Разоблачение мета-нарратива. Для непосвященных, «мета-нарратив» — это объяснение чего-либо в виде обобщённой концепции, а не просто описание конкретной индивидуальной ситуации без каких-либо обобщений. В постмодернизме употребление ужасного «мета-нарратива» скорее всего означает замалчивание и подавление других голосов. Если вы хотите сказать нечто определенное, кто-то где-то с вами точно не согласится. А если вы говорите что-то, что никого не смущает и с чем согласны все, значит, наверняка вы не подвергаете сомнению статус кво (или что-то ещё, хоть немного важное). Однако было бы серьезной ошибкой сделать вывод, что самоцензура необходима потому, что, разговаривая, вы заглушаете других.

*ИСХОДНЫЕ ДАННЫЕ*
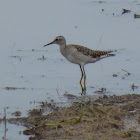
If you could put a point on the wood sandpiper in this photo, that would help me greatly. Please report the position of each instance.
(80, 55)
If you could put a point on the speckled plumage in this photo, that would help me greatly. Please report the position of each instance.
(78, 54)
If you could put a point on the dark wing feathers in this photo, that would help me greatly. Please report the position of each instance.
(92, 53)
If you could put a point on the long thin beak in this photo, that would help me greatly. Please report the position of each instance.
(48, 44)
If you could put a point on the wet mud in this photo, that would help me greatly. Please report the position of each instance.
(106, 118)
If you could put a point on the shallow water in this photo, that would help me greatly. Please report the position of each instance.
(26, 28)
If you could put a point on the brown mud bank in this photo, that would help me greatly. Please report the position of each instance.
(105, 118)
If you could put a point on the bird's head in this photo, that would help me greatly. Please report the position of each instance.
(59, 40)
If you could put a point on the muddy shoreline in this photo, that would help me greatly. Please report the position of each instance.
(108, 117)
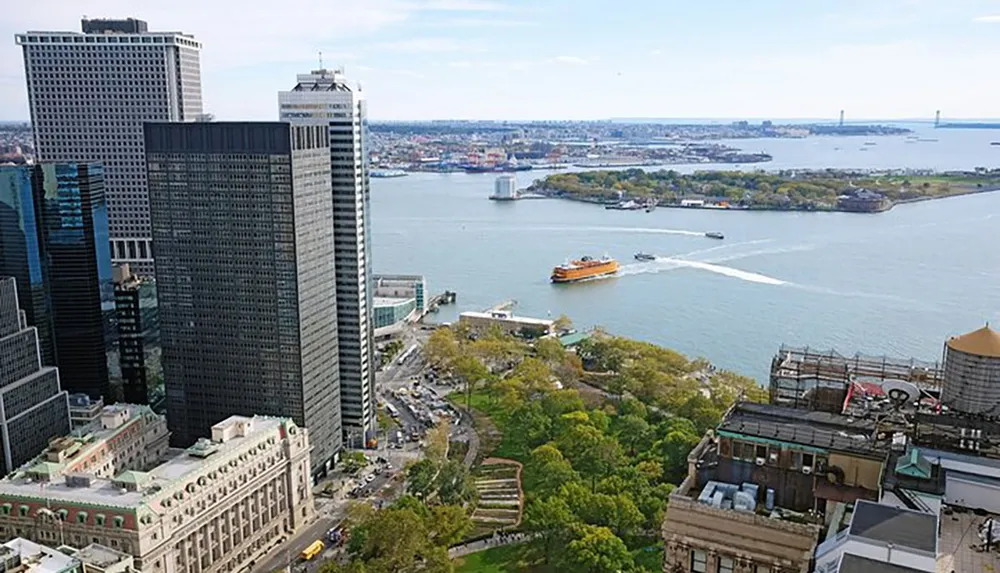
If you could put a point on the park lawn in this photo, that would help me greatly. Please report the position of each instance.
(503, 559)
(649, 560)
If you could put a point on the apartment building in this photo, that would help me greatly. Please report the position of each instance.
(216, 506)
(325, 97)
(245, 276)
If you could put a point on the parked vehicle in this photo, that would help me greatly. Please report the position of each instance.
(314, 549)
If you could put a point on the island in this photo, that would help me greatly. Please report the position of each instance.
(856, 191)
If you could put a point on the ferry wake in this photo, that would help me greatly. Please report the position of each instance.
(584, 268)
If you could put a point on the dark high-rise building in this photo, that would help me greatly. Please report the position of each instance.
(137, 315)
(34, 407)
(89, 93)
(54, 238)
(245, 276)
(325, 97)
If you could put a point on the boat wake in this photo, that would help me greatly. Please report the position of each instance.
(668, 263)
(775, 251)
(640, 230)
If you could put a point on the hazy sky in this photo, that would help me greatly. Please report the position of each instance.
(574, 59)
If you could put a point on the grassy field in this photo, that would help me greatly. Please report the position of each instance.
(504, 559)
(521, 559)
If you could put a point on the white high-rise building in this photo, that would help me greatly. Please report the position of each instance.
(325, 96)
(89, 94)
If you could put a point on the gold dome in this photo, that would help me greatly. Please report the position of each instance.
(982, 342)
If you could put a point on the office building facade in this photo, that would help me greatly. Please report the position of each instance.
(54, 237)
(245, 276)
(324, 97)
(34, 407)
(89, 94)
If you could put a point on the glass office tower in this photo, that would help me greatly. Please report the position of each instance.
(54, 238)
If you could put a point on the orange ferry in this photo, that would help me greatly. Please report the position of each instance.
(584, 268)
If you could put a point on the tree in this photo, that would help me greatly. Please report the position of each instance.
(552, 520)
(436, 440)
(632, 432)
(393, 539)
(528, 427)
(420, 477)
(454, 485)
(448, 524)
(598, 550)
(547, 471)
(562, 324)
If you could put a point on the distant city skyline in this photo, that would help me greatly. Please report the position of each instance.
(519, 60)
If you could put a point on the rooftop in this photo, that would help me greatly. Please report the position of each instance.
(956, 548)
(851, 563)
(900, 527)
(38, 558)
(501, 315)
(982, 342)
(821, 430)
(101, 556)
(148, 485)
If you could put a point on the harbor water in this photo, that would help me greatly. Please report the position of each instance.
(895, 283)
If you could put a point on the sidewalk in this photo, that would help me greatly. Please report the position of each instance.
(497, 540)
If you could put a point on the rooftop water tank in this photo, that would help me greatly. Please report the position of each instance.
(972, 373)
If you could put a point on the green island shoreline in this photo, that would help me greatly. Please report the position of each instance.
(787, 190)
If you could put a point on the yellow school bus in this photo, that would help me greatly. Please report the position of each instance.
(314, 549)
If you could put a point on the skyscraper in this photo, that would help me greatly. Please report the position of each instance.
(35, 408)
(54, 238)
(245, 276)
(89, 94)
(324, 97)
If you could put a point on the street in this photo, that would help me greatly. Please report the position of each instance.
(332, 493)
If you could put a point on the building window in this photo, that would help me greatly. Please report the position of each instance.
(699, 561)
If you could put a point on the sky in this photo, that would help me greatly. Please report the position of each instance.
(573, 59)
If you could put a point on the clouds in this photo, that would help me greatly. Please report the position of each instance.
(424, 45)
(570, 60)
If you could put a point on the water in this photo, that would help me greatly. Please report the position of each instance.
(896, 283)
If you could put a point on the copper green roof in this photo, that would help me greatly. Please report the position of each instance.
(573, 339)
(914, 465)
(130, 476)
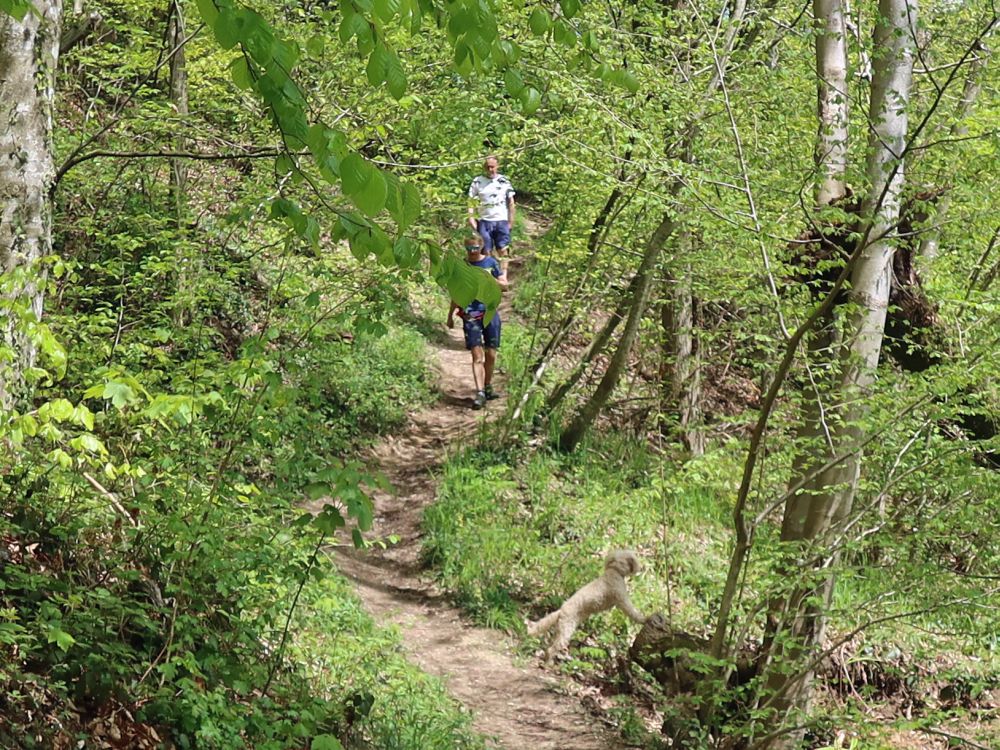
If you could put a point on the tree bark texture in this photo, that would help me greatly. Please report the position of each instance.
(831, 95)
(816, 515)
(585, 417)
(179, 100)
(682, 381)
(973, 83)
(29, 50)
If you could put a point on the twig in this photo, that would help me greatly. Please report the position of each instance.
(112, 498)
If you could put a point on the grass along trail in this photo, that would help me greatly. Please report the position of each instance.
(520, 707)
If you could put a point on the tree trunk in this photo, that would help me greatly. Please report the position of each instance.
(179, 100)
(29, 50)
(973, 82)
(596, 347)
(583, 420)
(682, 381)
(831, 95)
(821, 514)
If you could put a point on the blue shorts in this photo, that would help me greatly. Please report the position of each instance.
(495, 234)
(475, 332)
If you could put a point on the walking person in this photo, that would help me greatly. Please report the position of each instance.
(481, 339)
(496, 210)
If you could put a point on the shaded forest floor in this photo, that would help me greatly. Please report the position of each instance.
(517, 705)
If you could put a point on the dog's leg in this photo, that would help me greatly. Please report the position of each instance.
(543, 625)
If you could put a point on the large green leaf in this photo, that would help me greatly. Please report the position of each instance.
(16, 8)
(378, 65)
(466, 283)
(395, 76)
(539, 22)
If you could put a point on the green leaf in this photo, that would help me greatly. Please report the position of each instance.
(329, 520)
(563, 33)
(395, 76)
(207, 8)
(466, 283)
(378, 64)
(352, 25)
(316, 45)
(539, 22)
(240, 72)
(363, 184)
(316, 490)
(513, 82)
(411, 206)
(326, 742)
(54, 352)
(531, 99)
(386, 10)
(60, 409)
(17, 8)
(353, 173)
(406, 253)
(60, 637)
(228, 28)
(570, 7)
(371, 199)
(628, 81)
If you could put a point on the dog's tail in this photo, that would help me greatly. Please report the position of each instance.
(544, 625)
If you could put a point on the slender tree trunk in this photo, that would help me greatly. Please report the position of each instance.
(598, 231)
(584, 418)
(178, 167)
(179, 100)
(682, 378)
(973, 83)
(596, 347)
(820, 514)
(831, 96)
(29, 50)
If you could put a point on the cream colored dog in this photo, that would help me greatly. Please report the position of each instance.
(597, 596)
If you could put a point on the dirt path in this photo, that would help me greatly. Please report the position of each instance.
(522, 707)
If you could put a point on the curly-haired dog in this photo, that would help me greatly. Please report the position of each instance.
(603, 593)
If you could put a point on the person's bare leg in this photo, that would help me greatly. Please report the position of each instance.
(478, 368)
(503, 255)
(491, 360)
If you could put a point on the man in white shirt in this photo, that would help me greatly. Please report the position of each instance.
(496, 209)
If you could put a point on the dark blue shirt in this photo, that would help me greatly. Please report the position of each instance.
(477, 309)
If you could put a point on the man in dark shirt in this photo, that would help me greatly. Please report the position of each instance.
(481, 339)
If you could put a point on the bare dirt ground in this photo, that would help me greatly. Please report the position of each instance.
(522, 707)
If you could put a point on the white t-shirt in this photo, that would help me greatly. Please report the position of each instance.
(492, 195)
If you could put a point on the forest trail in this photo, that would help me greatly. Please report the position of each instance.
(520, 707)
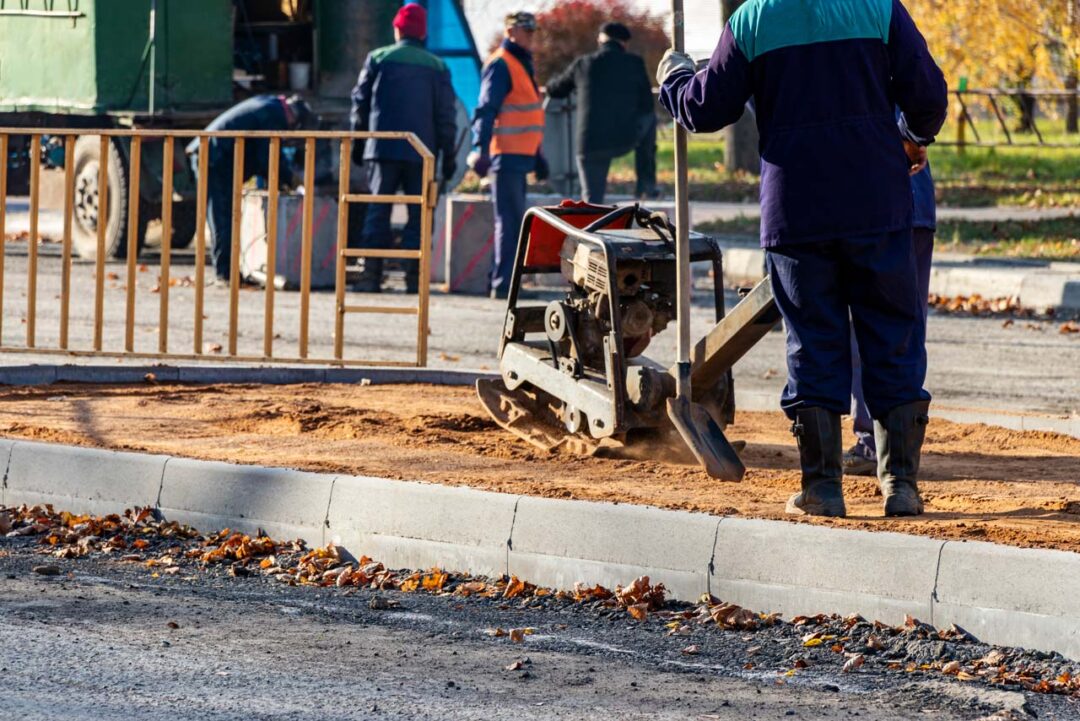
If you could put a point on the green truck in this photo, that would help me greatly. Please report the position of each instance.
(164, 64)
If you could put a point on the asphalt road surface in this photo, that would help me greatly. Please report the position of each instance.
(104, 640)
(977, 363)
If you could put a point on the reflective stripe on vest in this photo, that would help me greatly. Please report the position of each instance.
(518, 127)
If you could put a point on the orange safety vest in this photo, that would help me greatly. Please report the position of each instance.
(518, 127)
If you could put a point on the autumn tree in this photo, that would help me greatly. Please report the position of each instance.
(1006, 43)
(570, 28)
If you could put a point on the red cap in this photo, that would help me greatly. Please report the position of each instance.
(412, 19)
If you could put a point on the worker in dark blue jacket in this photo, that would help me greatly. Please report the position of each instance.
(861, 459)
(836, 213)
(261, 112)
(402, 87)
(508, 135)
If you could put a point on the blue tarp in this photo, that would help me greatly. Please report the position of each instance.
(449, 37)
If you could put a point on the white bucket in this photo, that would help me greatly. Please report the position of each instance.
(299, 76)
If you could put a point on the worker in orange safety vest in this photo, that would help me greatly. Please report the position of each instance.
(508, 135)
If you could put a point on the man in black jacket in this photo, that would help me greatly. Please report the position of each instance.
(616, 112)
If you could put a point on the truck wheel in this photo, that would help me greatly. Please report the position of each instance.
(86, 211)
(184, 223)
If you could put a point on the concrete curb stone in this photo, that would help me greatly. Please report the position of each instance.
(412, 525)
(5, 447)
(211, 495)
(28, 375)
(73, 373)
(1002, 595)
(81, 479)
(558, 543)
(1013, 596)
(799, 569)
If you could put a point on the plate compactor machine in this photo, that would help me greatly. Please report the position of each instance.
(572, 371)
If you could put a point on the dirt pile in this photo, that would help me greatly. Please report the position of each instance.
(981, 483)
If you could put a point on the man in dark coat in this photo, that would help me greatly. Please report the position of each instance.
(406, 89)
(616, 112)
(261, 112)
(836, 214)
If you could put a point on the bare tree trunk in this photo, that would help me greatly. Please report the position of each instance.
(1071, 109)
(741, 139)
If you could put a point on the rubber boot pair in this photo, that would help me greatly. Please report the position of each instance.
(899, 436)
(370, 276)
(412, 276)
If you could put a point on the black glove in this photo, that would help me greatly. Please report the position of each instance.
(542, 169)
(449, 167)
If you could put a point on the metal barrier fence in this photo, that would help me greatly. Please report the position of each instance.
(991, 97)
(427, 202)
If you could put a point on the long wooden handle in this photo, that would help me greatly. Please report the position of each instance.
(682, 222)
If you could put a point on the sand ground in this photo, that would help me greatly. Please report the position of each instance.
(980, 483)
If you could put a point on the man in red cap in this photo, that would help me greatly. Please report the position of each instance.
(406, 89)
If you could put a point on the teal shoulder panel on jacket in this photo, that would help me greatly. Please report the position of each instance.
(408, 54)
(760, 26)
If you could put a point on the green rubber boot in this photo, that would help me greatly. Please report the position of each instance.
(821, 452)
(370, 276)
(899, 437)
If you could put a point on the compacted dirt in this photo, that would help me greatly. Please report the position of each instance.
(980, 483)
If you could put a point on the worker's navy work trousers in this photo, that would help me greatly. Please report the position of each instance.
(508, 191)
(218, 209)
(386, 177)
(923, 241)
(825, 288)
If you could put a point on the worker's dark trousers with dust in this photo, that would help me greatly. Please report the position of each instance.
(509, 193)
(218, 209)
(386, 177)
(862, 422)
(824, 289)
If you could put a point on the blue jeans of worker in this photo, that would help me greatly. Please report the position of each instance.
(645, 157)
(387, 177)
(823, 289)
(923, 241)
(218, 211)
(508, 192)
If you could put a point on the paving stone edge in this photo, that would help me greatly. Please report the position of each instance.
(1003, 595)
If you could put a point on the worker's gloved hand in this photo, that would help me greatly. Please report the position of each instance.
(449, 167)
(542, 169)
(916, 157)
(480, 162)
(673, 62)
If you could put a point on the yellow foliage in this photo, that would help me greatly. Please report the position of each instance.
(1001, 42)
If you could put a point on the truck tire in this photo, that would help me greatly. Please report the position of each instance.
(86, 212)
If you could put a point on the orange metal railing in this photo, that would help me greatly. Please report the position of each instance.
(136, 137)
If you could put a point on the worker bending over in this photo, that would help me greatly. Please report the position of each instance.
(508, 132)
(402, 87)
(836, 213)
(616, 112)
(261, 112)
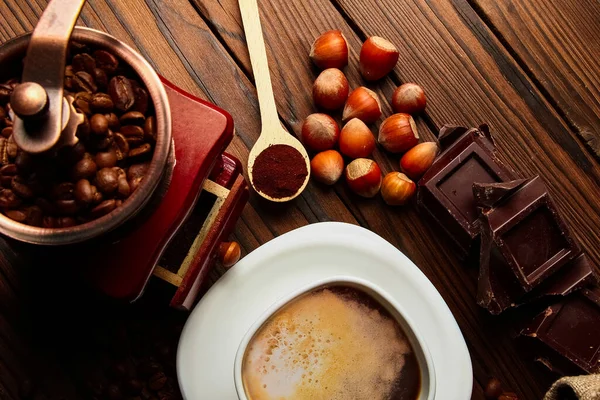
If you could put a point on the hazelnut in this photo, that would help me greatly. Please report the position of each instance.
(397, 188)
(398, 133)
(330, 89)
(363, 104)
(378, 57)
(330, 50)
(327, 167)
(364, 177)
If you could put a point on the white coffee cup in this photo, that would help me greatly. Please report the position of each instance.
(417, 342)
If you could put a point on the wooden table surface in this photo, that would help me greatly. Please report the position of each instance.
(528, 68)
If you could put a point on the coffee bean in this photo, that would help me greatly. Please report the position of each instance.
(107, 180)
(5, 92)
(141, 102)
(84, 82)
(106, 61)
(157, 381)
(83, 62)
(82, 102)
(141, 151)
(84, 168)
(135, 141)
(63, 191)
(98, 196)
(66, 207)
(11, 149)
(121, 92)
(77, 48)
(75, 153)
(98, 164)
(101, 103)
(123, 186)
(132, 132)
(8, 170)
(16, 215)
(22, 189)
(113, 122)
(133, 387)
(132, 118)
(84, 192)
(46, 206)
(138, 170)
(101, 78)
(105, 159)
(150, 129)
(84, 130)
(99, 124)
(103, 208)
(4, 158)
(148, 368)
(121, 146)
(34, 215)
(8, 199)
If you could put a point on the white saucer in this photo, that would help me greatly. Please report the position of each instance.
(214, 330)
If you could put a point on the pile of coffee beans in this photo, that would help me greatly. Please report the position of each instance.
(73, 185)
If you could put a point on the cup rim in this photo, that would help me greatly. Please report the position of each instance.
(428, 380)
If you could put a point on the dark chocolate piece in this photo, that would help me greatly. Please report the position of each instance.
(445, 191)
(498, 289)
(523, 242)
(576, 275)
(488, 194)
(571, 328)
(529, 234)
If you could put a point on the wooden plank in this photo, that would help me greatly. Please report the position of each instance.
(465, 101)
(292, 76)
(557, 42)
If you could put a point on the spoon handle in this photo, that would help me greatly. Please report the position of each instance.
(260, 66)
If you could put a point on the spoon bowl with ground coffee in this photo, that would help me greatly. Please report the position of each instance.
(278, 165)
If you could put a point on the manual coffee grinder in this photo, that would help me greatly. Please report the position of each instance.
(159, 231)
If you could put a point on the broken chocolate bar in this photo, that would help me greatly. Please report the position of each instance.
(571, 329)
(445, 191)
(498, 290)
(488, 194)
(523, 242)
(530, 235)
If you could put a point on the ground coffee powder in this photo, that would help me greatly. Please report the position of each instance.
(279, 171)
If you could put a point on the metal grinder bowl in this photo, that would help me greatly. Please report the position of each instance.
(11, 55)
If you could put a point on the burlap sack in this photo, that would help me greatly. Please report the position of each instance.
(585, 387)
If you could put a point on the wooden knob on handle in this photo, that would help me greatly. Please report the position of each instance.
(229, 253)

*ЗАДАНИЕ 1*
Выпишите из текста о мета-нарративе все глаголы в форме второго лица множественного числа.
*ЗАДАНИЕ 2*
Ответьте по тексту о мета-нарративе на вопросы:
(а) Чем является мета-нарратив согласно определению в тексте?
(б) Что в постмодернизме скорее всего означает употребление мета-нарратива?
(в) Какой вывод текст называет серьёзной ошибкой?
Приведённый перечень никак не связан с текстом для чтения.

*РЕШЕНИЕ ЗАДАНИЯ 1*
хотите, говорите, подвергаете, заглушаете

*РЕШЕНИЕ ЗАДАНИЯ 2*
(а) Объяснением чего-либо в виде обобщённой концепции, а не просто описанием конкретной индивидуальной ситуации без каких-либо обобщений.
(б) Замалчивание и подавление других голосов.
(в) Вывод о том, что самоцензура необходима потому, что, разговаривая, вы заглушаете других.